::: Extract provided

Moscoso is a Galician surname most prominently held in the Andean nations of Peru, Ecuador, Bolivia and Colombia.  It is also common in Guatemala and Chile.  Within Spain, the surname is most common in Andalusia, having arrived there with Galicians during the reconquest.  Etymologically, this surname comes from Latin muscōsum, accusative singular of muscōsus, meaning mossy...Alternatively, from mosca (“fly”) + -oso (“place with”). However, there are few, if any examples, in which Latin word-final "a" becomes "o", making this latter etymology unlikely."

People with the name
 Javier Moscoso del Prado y Muñoz (born 1934), a Spanish politician
 Juan de Moscoso (d. 1663), Chilean Jesuit missionary
 Juan Manuel Moscoso y Peralta ( 1723-1811), a Bishop of Córdoba and Cusco; and Archbishop of Granada (Spain)

::::::

**To do:** Write the next part of the text on the Moscoso surname, picking up right after its last line. The items come from a separate source.

::: Given entries

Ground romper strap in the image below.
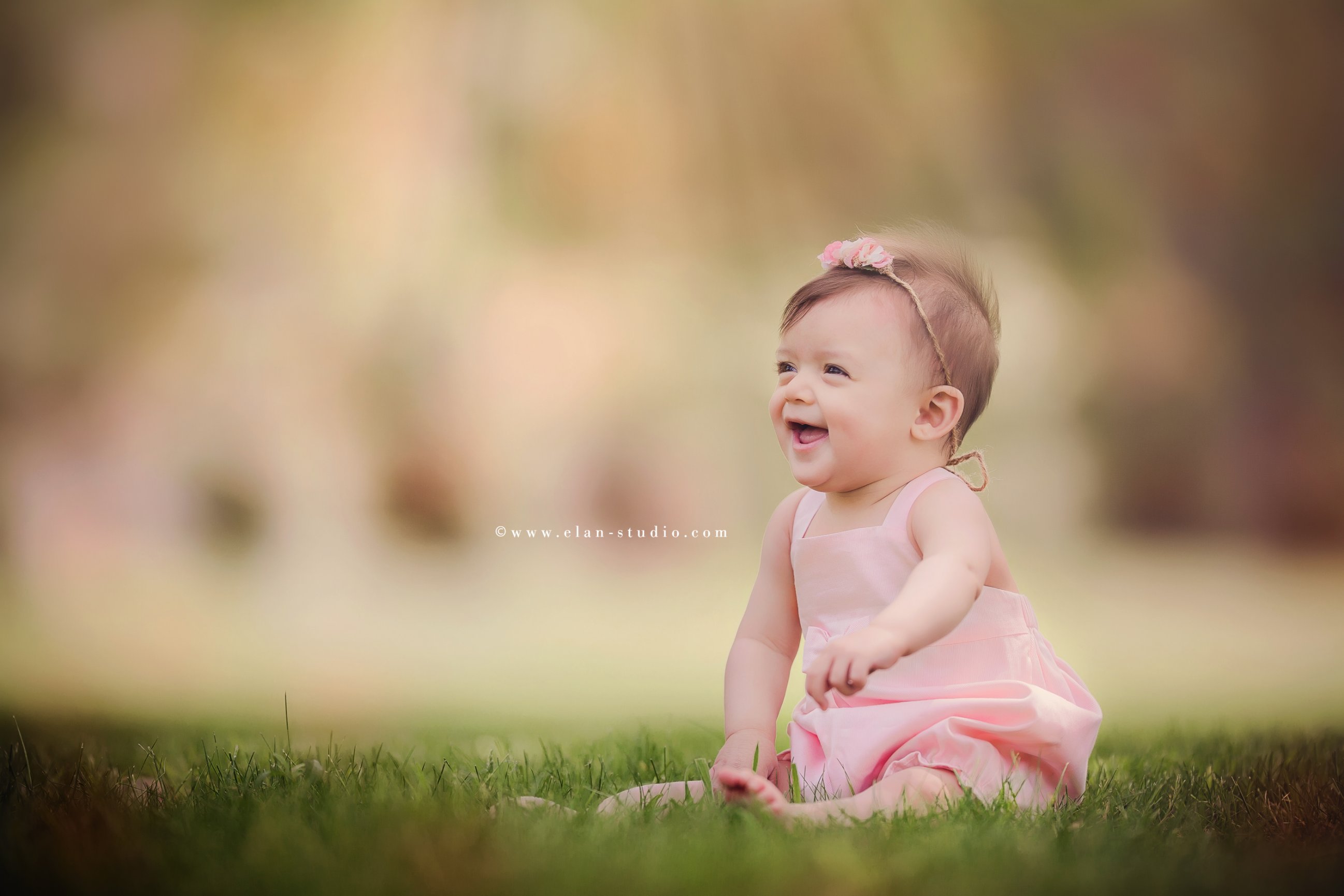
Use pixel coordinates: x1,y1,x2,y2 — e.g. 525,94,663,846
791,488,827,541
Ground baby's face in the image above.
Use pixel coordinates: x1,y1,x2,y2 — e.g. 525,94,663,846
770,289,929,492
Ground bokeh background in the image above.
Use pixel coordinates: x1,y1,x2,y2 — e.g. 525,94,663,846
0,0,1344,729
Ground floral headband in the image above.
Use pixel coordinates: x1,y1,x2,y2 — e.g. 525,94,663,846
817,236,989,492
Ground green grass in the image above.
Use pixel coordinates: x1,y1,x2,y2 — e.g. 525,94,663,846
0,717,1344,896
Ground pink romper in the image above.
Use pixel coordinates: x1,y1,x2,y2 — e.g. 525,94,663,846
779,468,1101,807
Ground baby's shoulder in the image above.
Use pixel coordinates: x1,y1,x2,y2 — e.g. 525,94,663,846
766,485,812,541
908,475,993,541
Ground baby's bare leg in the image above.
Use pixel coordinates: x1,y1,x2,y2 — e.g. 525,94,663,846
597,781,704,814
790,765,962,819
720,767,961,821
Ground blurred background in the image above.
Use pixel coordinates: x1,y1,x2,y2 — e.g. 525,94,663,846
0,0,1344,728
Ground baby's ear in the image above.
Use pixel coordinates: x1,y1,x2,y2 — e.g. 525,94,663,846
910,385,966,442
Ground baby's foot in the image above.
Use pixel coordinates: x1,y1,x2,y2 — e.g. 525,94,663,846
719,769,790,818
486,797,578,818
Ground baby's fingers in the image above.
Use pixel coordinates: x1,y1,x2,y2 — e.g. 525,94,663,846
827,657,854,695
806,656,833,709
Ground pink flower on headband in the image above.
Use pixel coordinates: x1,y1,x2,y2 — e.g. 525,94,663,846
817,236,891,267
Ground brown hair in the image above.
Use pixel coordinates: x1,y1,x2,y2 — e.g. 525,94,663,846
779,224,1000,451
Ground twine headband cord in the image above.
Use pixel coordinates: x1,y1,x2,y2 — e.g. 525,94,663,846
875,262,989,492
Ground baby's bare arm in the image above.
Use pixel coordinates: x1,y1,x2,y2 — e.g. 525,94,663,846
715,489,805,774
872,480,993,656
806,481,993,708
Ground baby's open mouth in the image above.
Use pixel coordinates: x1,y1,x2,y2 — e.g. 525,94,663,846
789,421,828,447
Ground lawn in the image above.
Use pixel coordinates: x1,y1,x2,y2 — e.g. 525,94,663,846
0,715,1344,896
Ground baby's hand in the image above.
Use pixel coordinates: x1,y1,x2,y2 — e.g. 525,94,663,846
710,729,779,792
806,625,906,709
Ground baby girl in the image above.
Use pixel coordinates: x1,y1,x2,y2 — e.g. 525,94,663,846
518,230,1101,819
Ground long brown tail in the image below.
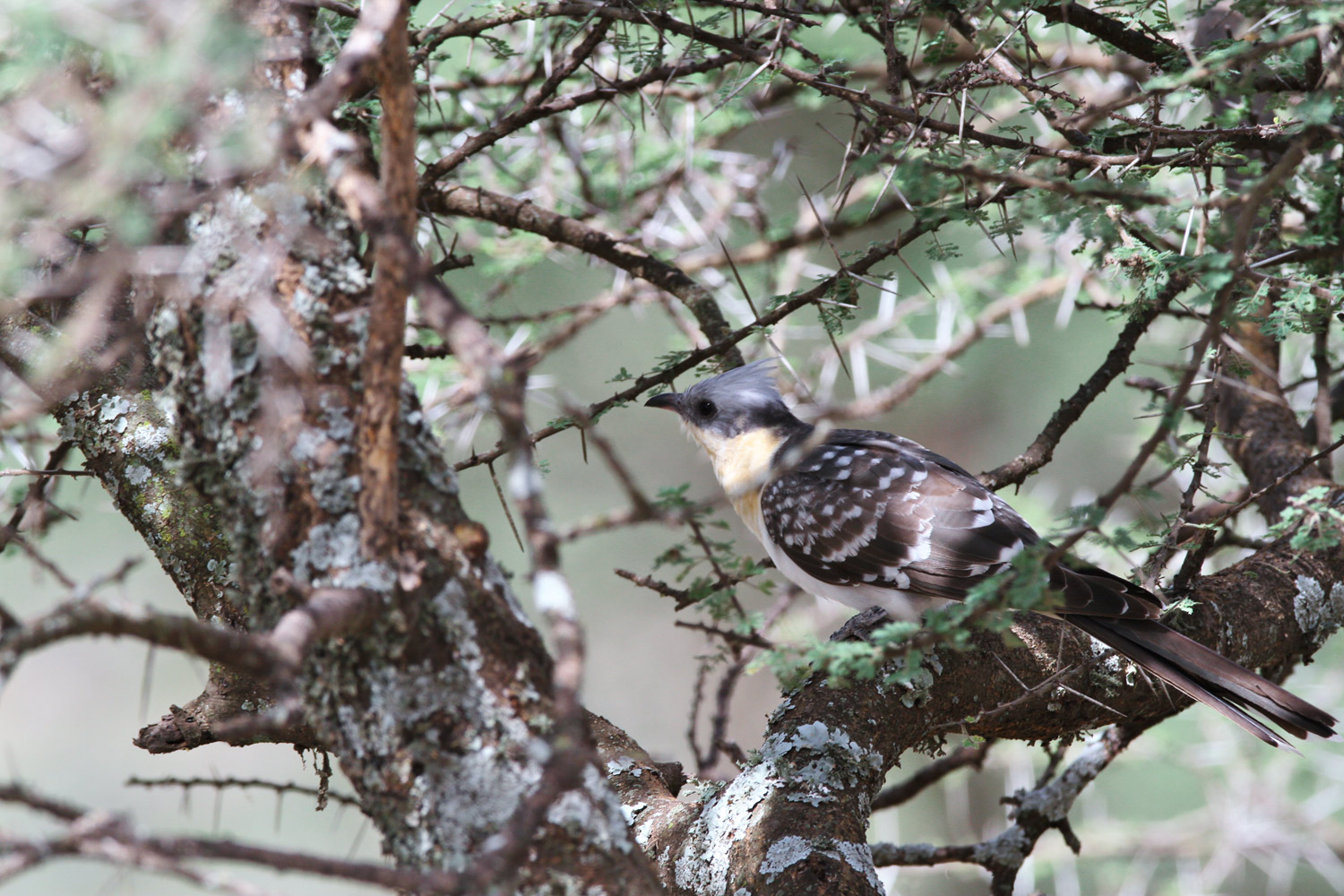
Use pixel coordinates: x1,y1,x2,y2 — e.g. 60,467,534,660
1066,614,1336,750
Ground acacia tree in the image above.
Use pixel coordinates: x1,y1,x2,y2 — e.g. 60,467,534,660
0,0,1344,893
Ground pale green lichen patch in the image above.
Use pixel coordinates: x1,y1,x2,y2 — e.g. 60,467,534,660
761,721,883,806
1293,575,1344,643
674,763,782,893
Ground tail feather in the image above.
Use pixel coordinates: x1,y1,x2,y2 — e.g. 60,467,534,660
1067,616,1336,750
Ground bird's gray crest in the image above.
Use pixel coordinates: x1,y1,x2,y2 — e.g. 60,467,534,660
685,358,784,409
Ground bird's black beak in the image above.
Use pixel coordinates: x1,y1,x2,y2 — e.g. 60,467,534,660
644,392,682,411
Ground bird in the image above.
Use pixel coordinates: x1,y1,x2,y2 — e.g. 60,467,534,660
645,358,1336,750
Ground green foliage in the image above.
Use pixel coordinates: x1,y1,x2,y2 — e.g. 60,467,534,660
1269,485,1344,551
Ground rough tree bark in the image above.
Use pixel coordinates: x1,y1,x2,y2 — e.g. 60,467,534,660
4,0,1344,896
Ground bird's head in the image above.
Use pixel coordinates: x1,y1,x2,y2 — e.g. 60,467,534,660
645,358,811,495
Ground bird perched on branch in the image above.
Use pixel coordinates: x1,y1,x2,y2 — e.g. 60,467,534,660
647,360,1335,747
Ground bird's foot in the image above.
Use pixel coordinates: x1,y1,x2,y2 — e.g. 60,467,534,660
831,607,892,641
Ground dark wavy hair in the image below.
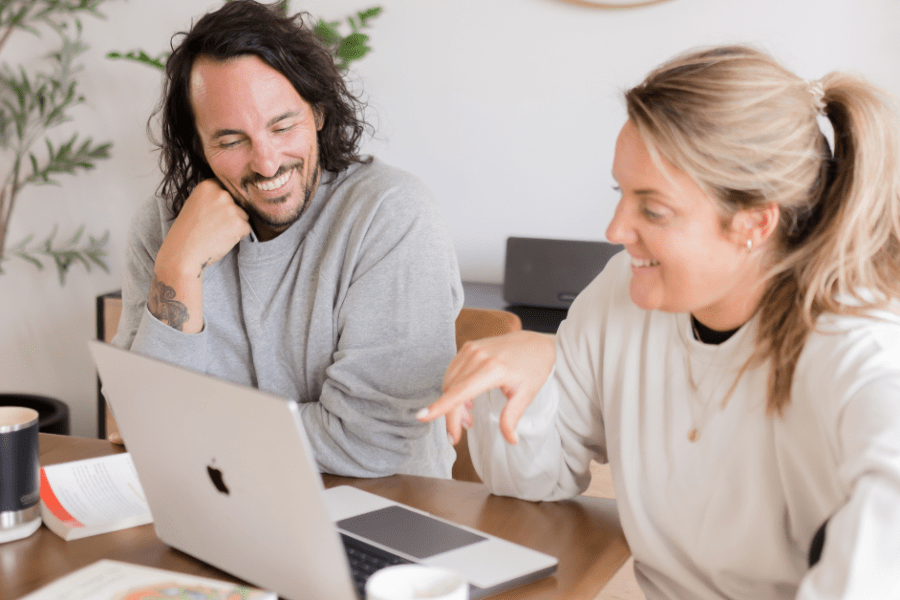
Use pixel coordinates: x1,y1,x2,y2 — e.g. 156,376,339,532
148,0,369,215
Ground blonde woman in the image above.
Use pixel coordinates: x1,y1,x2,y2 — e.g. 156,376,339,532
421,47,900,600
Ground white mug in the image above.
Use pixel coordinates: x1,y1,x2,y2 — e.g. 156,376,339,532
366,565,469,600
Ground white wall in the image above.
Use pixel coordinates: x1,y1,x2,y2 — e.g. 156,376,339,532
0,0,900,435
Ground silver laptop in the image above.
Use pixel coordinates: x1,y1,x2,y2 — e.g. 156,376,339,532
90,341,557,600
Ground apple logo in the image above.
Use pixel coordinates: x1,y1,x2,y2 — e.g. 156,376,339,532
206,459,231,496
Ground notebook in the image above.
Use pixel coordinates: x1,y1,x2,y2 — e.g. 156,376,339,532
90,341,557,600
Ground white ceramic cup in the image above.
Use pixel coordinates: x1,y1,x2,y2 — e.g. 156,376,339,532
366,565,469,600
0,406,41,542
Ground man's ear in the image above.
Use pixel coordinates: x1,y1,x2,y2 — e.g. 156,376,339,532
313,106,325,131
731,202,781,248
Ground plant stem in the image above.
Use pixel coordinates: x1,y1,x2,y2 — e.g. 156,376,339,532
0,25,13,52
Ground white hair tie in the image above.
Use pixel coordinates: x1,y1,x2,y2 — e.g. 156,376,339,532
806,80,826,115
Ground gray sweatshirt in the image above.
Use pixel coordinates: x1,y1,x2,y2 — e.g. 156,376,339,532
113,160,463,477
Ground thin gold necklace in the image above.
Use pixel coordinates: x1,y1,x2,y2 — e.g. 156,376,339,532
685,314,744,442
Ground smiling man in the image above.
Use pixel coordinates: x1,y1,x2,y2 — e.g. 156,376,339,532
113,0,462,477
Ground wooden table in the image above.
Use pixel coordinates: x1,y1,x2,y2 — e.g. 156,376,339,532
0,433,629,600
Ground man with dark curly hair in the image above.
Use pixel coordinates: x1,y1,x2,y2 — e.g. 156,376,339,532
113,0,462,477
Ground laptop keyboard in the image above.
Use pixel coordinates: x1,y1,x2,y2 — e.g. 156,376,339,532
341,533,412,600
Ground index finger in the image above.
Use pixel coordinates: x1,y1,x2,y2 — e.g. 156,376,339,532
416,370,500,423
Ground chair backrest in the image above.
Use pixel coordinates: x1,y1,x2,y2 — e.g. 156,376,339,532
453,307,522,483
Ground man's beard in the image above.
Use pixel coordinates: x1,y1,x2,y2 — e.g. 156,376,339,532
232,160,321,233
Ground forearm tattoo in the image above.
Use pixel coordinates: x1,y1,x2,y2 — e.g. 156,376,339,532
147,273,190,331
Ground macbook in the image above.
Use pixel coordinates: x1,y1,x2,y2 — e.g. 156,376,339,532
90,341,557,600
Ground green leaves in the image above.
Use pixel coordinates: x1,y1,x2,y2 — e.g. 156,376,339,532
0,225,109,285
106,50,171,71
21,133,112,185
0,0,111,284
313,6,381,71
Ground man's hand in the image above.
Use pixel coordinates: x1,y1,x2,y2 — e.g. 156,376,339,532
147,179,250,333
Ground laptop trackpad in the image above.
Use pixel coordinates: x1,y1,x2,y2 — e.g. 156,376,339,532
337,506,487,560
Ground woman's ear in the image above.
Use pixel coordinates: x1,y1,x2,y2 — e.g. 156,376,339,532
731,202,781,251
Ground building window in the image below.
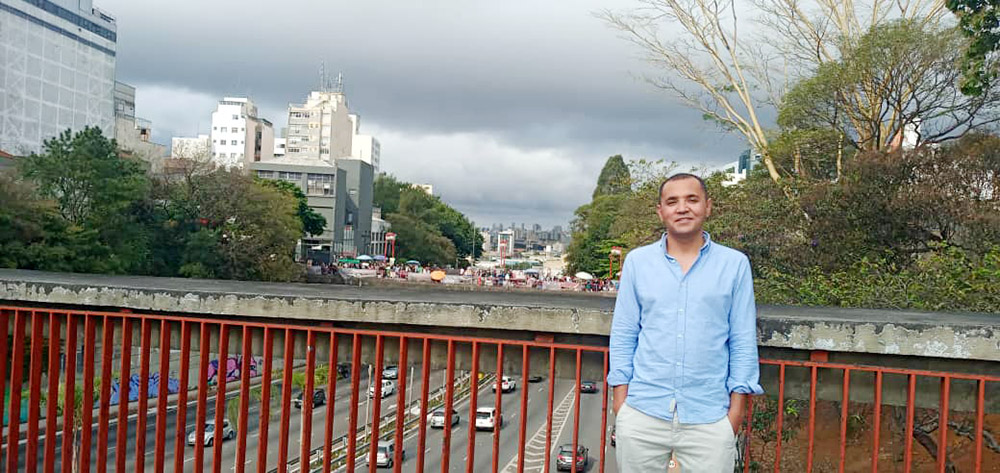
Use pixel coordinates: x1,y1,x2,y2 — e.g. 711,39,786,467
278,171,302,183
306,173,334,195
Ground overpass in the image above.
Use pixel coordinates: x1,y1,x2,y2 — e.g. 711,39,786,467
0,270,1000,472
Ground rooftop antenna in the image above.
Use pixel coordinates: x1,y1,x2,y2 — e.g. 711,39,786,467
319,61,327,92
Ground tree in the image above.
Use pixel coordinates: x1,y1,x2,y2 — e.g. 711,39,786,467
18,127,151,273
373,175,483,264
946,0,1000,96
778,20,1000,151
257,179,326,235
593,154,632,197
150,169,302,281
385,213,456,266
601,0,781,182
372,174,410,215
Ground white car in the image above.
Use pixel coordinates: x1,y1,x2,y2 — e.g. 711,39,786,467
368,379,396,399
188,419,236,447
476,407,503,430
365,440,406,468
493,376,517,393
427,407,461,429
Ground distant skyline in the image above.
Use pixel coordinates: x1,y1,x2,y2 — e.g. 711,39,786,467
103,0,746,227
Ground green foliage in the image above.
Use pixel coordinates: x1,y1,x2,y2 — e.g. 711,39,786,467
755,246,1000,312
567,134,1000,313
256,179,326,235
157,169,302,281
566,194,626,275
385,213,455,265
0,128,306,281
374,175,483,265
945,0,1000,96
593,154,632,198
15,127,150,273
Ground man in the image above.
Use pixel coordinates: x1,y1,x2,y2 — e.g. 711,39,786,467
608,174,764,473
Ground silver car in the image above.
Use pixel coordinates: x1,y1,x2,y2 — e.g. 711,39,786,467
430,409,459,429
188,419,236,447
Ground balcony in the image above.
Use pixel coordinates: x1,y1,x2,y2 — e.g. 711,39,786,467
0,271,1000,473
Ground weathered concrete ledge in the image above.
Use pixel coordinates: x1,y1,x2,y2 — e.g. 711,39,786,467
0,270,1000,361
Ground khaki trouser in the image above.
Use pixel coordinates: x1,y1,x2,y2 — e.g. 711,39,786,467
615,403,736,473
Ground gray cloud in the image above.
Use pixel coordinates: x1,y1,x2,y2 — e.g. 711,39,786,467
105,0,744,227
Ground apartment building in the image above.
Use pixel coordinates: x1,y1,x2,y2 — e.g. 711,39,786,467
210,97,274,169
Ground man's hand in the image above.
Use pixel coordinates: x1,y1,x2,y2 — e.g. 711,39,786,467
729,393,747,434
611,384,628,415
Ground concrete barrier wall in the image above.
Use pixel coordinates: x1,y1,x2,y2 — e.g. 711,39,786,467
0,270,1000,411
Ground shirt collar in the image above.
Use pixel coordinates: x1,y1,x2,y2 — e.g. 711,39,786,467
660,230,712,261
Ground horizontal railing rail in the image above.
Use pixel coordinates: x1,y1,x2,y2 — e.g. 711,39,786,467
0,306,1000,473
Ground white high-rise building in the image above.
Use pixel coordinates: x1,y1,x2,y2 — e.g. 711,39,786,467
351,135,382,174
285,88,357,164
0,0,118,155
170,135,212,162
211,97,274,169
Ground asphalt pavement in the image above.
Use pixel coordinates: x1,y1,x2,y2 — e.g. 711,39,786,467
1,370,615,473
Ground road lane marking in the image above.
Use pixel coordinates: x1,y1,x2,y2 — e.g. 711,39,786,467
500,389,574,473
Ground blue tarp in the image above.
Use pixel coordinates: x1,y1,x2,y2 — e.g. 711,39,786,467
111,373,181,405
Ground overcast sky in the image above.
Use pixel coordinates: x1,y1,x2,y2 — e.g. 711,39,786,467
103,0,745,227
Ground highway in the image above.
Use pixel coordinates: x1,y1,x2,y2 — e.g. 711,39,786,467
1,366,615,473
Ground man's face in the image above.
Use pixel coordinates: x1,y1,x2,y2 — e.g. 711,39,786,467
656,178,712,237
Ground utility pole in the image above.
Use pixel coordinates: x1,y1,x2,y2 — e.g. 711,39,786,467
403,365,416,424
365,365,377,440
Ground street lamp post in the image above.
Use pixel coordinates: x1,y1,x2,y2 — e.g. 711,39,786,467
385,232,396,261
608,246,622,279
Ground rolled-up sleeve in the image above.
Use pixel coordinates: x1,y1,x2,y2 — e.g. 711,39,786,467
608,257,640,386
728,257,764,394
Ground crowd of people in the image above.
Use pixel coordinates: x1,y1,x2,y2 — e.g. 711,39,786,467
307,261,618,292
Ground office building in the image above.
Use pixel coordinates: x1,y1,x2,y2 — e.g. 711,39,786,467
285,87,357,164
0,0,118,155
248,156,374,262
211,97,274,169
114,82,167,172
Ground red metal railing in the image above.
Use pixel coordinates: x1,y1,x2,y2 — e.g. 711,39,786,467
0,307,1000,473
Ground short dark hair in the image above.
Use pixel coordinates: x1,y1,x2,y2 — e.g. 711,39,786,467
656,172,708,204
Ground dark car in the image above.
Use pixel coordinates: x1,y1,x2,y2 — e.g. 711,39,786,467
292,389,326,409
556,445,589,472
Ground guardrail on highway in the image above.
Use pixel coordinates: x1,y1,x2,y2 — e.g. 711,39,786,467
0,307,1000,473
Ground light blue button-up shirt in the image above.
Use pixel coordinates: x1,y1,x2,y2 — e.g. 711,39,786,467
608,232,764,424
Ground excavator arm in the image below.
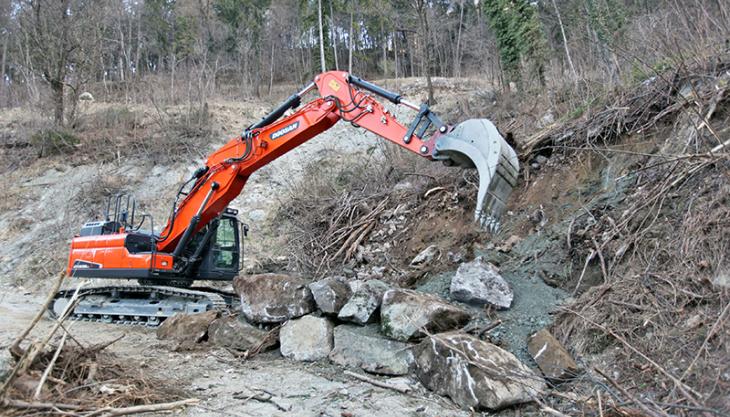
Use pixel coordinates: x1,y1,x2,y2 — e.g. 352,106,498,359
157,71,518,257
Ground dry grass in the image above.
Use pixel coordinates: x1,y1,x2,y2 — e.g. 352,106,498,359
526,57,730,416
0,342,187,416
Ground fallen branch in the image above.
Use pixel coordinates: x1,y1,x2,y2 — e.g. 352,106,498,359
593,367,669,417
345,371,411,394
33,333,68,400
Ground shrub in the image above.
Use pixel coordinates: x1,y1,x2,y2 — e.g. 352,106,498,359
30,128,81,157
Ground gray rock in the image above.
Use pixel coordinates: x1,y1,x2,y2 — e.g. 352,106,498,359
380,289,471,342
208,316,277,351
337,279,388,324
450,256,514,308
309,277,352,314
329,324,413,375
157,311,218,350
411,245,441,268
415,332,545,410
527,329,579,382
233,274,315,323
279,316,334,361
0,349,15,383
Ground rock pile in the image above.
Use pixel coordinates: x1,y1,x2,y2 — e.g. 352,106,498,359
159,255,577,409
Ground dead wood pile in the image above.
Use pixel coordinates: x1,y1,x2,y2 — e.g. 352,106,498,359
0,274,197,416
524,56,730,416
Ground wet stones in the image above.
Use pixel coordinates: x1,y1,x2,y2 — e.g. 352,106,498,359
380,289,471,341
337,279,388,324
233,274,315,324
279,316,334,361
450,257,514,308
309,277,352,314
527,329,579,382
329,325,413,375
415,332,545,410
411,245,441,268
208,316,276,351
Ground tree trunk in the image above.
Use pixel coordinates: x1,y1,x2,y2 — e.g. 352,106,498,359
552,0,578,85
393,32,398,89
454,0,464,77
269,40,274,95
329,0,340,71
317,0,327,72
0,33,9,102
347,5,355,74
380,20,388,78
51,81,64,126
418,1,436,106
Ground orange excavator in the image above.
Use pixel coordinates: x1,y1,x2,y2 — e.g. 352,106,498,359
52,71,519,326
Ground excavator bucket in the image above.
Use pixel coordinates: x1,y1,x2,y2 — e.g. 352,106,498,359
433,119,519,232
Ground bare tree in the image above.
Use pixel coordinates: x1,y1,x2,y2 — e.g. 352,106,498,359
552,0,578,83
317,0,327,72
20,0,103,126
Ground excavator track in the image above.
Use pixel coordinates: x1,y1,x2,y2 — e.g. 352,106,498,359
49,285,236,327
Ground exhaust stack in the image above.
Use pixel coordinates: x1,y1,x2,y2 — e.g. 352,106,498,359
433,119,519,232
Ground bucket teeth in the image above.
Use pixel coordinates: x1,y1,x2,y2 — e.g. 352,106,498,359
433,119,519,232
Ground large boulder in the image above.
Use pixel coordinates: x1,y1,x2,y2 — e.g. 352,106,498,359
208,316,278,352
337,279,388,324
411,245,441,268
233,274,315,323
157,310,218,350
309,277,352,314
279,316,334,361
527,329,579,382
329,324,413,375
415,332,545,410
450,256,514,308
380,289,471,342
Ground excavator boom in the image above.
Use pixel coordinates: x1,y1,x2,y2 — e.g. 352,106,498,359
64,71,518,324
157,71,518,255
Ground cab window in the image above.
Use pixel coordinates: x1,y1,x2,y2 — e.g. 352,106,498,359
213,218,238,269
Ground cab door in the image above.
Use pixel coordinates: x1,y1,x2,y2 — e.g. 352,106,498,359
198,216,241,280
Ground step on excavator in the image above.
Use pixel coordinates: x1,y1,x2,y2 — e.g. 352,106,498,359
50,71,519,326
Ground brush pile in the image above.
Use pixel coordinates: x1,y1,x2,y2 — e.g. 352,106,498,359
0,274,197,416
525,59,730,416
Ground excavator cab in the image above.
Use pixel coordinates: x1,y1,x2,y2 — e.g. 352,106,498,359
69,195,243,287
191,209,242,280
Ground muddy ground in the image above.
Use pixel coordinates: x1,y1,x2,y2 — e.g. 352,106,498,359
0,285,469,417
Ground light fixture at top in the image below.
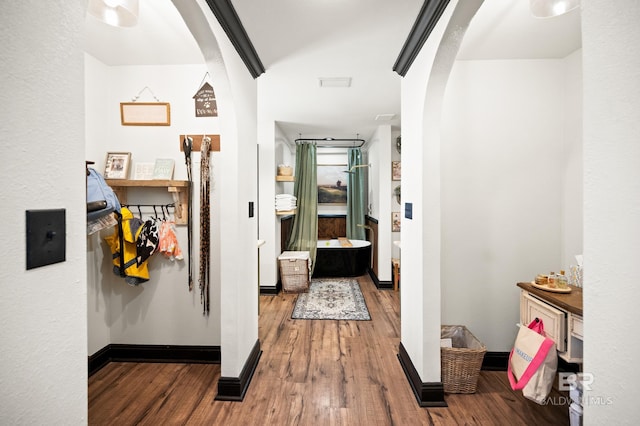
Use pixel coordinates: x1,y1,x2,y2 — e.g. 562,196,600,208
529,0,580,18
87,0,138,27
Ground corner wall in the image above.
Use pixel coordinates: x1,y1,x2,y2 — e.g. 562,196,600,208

::::::

**Written response:**
 Juan Pío Camilo de Tristán y Moscoso (1773–1860), a Peruvian general and politician
 Guillermo Moscoso (born 1983), current MLB baseball pitcher
 Gustavo Moscoso (born 1955), Chilean soccer player
 Hugo González Moscoso (1922-2010), one of the leaders of Revolutionary Workers' Party in Bolivia
 Juan Carlos Moscoso (born 1982), Salvadorean soccer player
 Luis de Moscoso Alvarado (1505–1551), Spanish explorer
 Luis Moscoso (born 1950), Washington State Representative
 Mireya Moscoso (born 1946), former President of Panama
 Piedad Moscoso (1932–2010), Ecuadorian educator, physician, and activist
 Teodoro Moscoso (1910–1992), Puerto Rican politician
 Victor Moscoso (born 1936), American illustrator and comic book artist

Businesses
Farmacias Moscoso, a Puerto Rican former pharmacy chain

Other uses
Moscoso, in Spain is informal name of a "day of private affairs" - a day of unpaid leave for certain groups of workers and officials. Named after the minister Javier Moscoso, who signed this right for civil servants.